**Stated exercise**:
Extract the complete listing and repeat it word for word.

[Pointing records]

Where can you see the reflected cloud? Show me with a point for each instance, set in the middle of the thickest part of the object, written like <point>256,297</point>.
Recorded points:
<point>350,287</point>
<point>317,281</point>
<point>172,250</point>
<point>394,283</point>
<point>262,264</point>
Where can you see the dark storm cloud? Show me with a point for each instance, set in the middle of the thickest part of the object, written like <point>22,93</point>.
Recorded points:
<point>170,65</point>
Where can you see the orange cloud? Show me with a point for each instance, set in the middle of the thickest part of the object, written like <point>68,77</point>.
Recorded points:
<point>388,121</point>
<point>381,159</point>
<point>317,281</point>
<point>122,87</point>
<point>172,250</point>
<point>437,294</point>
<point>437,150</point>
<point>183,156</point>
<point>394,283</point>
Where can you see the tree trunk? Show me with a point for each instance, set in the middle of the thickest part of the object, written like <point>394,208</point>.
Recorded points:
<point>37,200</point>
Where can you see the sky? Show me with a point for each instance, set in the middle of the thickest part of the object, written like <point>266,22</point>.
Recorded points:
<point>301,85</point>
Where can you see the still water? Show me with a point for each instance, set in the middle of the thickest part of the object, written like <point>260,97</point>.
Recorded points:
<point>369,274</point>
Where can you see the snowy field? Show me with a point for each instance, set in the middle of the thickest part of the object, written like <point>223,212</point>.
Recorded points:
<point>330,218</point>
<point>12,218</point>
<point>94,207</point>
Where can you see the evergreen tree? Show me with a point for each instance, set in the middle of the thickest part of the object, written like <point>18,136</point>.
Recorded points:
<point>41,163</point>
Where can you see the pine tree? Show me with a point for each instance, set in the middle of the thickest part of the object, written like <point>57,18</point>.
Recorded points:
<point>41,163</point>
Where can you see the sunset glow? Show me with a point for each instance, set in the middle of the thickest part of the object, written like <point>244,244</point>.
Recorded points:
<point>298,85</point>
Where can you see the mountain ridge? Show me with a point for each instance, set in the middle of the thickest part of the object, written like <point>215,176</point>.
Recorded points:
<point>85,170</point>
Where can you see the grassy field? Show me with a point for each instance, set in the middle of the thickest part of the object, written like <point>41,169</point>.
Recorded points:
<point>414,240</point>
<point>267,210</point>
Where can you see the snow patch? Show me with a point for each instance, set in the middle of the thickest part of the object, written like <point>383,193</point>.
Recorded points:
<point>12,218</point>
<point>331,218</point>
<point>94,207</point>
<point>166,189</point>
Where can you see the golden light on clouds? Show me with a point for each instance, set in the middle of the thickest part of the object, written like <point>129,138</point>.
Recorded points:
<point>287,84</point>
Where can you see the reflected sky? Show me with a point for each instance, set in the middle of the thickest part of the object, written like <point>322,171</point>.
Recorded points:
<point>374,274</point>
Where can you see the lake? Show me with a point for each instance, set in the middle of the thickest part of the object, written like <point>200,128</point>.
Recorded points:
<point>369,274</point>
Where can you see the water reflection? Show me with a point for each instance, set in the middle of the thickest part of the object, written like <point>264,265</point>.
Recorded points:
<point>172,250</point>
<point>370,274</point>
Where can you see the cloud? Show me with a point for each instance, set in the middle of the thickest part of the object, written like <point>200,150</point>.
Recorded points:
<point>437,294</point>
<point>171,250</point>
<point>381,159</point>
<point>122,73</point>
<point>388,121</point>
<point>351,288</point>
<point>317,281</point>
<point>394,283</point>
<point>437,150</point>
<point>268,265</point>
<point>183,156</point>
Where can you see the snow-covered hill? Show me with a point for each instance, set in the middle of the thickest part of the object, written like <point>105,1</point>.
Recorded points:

**Final result**:
Where can you see the reflected cloud? Show me with a point for each instance, set in the middle of the thickest part of the object, written like <point>256,297</point>.
Recorded points:
<point>350,287</point>
<point>317,281</point>
<point>172,250</point>
<point>394,283</point>
<point>262,264</point>
Where can you see the dark storm cloud? Show me with a point for each instance, set in the middle of the thickest part of the object, written like <point>22,93</point>.
Recorded points:
<point>170,65</point>
Where can you see the orange cloud? Show me with a point for each instance, set in the middle of the thickest part of the object, written like <point>68,77</point>.
Recorded points:
<point>388,121</point>
<point>381,159</point>
<point>317,281</point>
<point>122,87</point>
<point>172,250</point>
<point>437,294</point>
<point>437,150</point>
<point>183,156</point>
<point>394,283</point>
Where can you see the tree trunk? Show me with a point for each instance, set in the middle of the thickest part of the object, written like <point>394,208</point>.
Recorded points:
<point>37,200</point>
Where can you see the sky? Show me with a point for each instance, set in the middle of the thickest part of the object, written like <point>266,22</point>.
Recorded points:
<point>301,85</point>
Where can you see the still water? Show me with a point for each instance, set in the middle of the thickest part of the object, written like <point>260,97</point>.
Recorded points:
<point>369,274</point>
Where can you see the snowy field? Show me with a point for each instance, set in the middle of the thickest part of the object, written like <point>223,212</point>.
Recorded points:
<point>330,218</point>
<point>12,218</point>
<point>94,207</point>
Where can you see the evergreen tree? Show me with a point for each instance, set in the middle of the thickest part of the object, written like <point>18,136</point>.
Recorded points:
<point>41,163</point>
Where can you see the pine tree? Show me with a point for each instance, set in the middle of the thickest part of the object, written like <point>57,18</point>.
Recorded points:
<point>41,163</point>
Where can you see the sunset glow? Show me with a point for each instance, set in the middle of the thickest part of the object, written like <point>244,244</point>.
Recorded points:
<point>298,85</point>
Where can you see the mountain ridge? Show me with a point for each instance, set in the middle of the thickest part of the object, written like <point>215,176</point>.
Recorded points:
<point>85,170</point>
Where can you see the grassy field? Show me with a point for each instance, set in the middle of the thickest part of the object, written like <point>41,169</point>.
Recorded points:
<point>414,240</point>
<point>267,210</point>
Where can you see the snow patch? Show me with a point for each instance, set in the middle of the thickest part of the object, written like <point>383,193</point>.
Recorded points:
<point>12,218</point>
<point>331,218</point>
<point>94,207</point>
<point>166,189</point>
Where can you see the golden light on clouds? Show me with a point for each instance, set in the middle of the thickest part of the object, written like <point>129,138</point>.
Recorded points:
<point>287,84</point>
Where can you see the reflected sky? Show me with a point for each instance, set in the middle of the thickest part of the object, written like <point>322,171</point>.
Recorded points:
<point>374,274</point>
Where can you see the lake? Show me with a point for each instance, set in the middle of the thickest part of the object, written like <point>200,128</point>.
Recorded points:
<point>369,274</point>
Where can you see the water reflection? Show me with a point for each instance, set in the middle of the thickest part of the object, written like <point>264,265</point>.
Recorded points:
<point>172,250</point>
<point>370,274</point>
Where can you see the cloud? Show me with a point for each instance, set in the middle of the thickest part of the object, written like <point>200,150</point>.
Recorded points:
<point>437,294</point>
<point>171,250</point>
<point>381,159</point>
<point>122,73</point>
<point>388,121</point>
<point>351,288</point>
<point>317,281</point>
<point>394,283</point>
<point>437,150</point>
<point>268,265</point>
<point>183,156</point>
Where can you see the snow-covered hill? Show me with a point for each instance, set in the middle of the thickest part of the object, written like <point>105,1</point>.
Recorded points:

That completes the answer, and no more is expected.